• **Assigned task**
Nothing in the data may be changed; retype all of it.

• **Study material**
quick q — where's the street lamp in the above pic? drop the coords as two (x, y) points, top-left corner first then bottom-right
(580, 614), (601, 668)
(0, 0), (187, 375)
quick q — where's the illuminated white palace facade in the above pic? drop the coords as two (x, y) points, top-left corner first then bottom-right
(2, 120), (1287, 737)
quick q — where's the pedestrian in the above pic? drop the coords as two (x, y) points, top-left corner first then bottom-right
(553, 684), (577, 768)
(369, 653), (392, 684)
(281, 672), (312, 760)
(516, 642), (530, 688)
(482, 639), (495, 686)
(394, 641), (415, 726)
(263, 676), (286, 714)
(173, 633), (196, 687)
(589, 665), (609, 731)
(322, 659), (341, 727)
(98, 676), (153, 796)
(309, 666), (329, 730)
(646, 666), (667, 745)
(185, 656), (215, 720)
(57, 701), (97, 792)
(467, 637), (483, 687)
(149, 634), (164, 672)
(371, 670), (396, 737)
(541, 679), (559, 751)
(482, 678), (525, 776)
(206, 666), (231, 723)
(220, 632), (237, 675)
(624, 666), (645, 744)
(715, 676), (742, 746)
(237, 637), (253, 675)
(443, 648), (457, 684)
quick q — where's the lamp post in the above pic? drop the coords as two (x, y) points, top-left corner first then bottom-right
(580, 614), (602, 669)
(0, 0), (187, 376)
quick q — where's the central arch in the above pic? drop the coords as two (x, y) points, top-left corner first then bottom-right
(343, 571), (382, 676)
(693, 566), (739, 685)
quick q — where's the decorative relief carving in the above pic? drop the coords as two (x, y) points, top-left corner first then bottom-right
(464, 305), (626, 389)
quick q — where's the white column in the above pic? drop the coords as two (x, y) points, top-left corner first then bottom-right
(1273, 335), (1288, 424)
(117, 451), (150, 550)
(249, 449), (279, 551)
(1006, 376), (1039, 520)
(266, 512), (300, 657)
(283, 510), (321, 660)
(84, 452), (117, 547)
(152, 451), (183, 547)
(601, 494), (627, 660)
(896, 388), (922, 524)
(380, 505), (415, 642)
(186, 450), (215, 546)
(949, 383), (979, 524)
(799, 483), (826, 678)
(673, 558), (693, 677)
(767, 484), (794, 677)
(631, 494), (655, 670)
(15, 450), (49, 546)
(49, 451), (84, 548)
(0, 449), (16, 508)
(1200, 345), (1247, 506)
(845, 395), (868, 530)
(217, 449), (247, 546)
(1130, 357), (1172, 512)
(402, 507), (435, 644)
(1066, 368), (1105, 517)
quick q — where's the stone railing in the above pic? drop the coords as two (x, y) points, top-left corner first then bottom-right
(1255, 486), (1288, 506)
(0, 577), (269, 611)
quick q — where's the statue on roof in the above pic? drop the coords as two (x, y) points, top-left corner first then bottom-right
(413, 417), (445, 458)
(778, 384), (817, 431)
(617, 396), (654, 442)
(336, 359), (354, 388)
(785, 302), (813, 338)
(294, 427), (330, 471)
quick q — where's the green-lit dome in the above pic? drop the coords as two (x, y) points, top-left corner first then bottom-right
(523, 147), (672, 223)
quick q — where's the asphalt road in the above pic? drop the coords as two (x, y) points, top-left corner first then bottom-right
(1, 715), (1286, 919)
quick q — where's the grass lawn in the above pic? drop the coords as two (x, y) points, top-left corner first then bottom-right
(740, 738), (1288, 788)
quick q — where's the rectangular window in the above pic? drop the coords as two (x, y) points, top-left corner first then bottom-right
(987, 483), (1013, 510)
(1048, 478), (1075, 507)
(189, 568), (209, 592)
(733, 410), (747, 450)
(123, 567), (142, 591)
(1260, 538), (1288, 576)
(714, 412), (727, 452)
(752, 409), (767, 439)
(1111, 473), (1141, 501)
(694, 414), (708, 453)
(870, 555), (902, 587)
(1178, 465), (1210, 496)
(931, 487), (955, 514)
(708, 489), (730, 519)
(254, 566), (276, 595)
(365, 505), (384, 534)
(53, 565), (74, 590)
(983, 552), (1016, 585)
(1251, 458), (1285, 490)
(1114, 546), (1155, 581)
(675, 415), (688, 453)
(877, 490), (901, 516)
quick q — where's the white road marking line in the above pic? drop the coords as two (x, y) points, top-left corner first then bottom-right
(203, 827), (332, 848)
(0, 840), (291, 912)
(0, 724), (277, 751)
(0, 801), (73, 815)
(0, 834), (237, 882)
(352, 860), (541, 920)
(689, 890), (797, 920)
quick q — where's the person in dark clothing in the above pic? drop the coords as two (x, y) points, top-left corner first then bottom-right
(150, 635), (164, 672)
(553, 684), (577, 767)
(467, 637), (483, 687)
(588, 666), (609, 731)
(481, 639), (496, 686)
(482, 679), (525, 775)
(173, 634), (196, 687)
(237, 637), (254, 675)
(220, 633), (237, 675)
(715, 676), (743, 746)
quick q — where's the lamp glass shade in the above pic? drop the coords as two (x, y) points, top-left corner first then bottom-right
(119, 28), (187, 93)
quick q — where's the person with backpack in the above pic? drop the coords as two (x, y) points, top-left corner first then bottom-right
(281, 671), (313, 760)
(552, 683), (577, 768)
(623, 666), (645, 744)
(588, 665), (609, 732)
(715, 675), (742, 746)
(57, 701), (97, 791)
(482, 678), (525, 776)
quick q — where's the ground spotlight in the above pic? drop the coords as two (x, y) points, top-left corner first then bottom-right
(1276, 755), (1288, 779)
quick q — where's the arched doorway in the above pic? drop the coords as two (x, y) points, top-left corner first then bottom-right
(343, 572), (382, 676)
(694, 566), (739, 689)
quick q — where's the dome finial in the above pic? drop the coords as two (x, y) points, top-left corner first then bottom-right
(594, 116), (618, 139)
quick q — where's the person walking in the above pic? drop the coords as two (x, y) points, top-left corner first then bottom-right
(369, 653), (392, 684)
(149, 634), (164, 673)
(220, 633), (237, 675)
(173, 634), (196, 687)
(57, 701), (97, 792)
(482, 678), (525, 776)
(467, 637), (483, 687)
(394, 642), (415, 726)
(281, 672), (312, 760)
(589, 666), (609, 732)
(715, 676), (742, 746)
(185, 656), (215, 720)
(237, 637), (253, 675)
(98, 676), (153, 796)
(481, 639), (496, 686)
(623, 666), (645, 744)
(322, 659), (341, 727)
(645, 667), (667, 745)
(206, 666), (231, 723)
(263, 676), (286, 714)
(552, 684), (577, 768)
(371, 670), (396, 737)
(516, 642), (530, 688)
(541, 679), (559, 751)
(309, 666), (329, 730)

• **Solution to the exercise**
quick q — where's the street lamp in the above pic? drop the coords as two (x, y) points, top-left corner first then bottom-right
(580, 614), (601, 668)
(0, 0), (187, 375)
quick q — where's the illuminated white palace facade in the above pic? drop the coords as two (x, y) points, top-left corner first then bottom-right
(2, 120), (1287, 737)
quick q — where's the pedestrian in the above pic? drop the coords as two (x, y) points, top-left corner first then bottom-right
(553, 684), (577, 768)
(369, 653), (392, 684)
(281, 672), (312, 760)
(516, 642), (530, 688)
(482, 639), (495, 686)
(394, 641), (415, 726)
(263, 676), (286, 714)
(173, 633), (196, 687)
(589, 665), (609, 731)
(322, 659), (341, 727)
(98, 676), (153, 796)
(309, 666), (329, 730)
(646, 666), (667, 745)
(185, 656), (215, 720)
(57, 701), (97, 792)
(467, 637), (483, 687)
(149, 634), (164, 672)
(371, 670), (396, 737)
(541, 679), (559, 751)
(482, 678), (525, 776)
(206, 666), (231, 723)
(220, 632), (237, 675)
(624, 666), (645, 744)
(715, 676), (742, 746)
(237, 637), (253, 675)
(443, 648), (457, 684)
quick q — where's the lamp post in the above pic? drop the coords as two (x, y) points, top-left corner first then bottom-right
(580, 614), (602, 669)
(0, 0), (187, 376)
quick q — where's the central arch in the above pic? drop the coords as two (x, y) points, top-left corner first then bottom-right
(343, 571), (382, 676)
(693, 566), (739, 685)
quick q — where's the decorative relief carving in the above pic? drop the coords as two (x, y) points, top-left corner first then bottom-right
(464, 305), (626, 389)
quick q — where's the white column in the above pic? drop the coords as two (x, y) points, top-left corner first then bottom-right
(1273, 335), (1288, 424)
(117, 451), (150, 550)
(249, 449), (279, 551)
(1006, 376), (1039, 520)
(266, 512), (300, 657)
(283, 510), (321, 660)
(84, 452), (117, 547)
(152, 451), (183, 547)
(601, 494), (627, 660)
(896, 388), (922, 524)
(380, 505), (415, 642)
(186, 450), (215, 546)
(949, 383), (979, 524)
(799, 483), (826, 678)
(673, 558), (693, 677)
(767, 484), (794, 677)
(631, 494), (655, 670)
(15, 450), (49, 546)
(49, 451), (84, 548)
(0, 449), (16, 508)
(1200, 345), (1247, 506)
(845, 395), (868, 530)
(217, 449), (247, 546)
(1130, 357), (1172, 512)
(402, 507), (435, 644)
(1066, 368), (1105, 517)
quick q — where's the stone railing in the above pic? drop the coords as two (x, y) points, top-left corner first then bottom-right
(1255, 486), (1288, 506)
(0, 577), (269, 611)
quick q — where's the statue on roof in the above pic? drop the coords as two (x, y) points, top-left corner first then bottom-right
(413, 417), (445, 458)
(778, 384), (817, 431)
(617, 396), (654, 442)
(336, 359), (354, 388)
(785, 302), (813, 338)
(294, 427), (330, 471)
quick q — where's the green-lit dome in the above pic? drop the coords as two (x, y) points, top-left corner first then bottom-right
(523, 147), (672, 223)
quick q — where's the asphalt road in the above pic? drop the coords as two (x, y) points, top-left corner first then bottom-right
(1, 715), (1286, 919)
quick q — where's the grass lawn in the above pic? drop the coords as two (x, y) points, top-left corner first then bottom-right
(740, 738), (1288, 788)
quick q — where's the rectangular window in the above pic? drop the coords as two (x, y) points, top-left corner first then bottom-right
(987, 483), (1013, 510)
(1048, 478), (1075, 507)
(189, 568), (209, 592)
(733, 410), (747, 450)
(123, 567), (142, 591)
(1260, 538), (1288, 576)
(714, 412), (727, 452)
(752, 409), (767, 439)
(1111, 473), (1141, 501)
(694, 414), (708, 453)
(870, 555), (902, 587)
(1178, 465), (1210, 496)
(931, 487), (955, 514)
(708, 489), (730, 519)
(254, 566), (276, 595)
(365, 505), (384, 534)
(53, 565), (74, 590)
(983, 552), (1016, 585)
(1251, 458), (1285, 490)
(1114, 546), (1155, 581)
(675, 415), (688, 453)
(877, 490), (901, 516)
quick q — where's the white road marking line in the above pic? drop the coords as two (x, y) points, top-left corner first then bottom-right
(203, 827), (332, 848)
(0, 840), (291, 912)
(0, 724), (277, 751)
(0, 801), (73, 815)
(0, 834), (237, 882)
(352, 860), (541, 920)
(689, 890), (797, 920)
quick q — where's the person in dark clothing in the above pic? drop the coords as two (x, y) points, top-left corner first then bottom-right
(150, 635), (164, 672)
(553, 684), (577, 767)
(467, 637), (483, 687)
(588, 666), (609, 731)
(481, 639), (496, 686)
(482, 679), (525, 775)
(173, 634), (196, 687)
(237, 637), (254, 675)
(220, 633), (237, 675)
(715, 676), (743, 746)
quick q — where's the lamp glass shade in the above pic? drop the coords as two (x, y) points, top-left corner first then bottom-right
(119, 28), (187, 93)
quick q — where's the person with backpack in the above pic? drop the coords as two (x, y) points, top-left corner first then bottom-right
(281, 671), (313, 760)
(552, 683), (577, 768)
(623, 666), (645, 744)
(588, 665), (609, 732)
(715, 675), (742, 746)
(57, 701), (97, 791)
(482, 678), (525, 776)
quick q — where's the ground spotlight in the above pic? drop the coords as two (x, y) points, top-left corner first then bottom-right
(1276, 755), (1288, 779)
quick q — where's the arched doorway in the above pic? drop the coords as two (x, y) points, top-left corner first then bottom-right
(343, 572), (382, 676)
(694, 566), (739, 689)
quick q — where's the dome finial in the above pic? drop the coords as two (x, y) points, top-left corner first then bottom-right
(594, 116), (618, 139)
quick q — where's the person walking in the above pic? drop the coords as two (x, y) points, top-left corner first then bottom-right
(369, 653), (392, 684)
(149, 634), (164, 673)
(220, 633), (237, 675)
(173, 634), (196, 687)
(57, 701), (97, 792)
(482, 678), (525, 776)
(467, 637), (483, 687)
(394, 642), (415, 726)
(281, 672), (312, 760)
(589, 666), (609, 732)
(715, 676), (742, 746)
(185, 656), (215, 720)
(237, 637), (253, 675)
(98, 676), (153, 796)
(481, 639), (496, 686)
(623, 666), (645, 744)
(322, 659), (341, 727)
(645, 667), (667, 745)
(206, 666), (231, 723)
(263, 676), (286, 714)
(552, 684), (577, 768)
(371, 670), (396, 737)
(516, 642), (530, 688)
(541, 679), (559, 751)
(309, 666), (329, 730)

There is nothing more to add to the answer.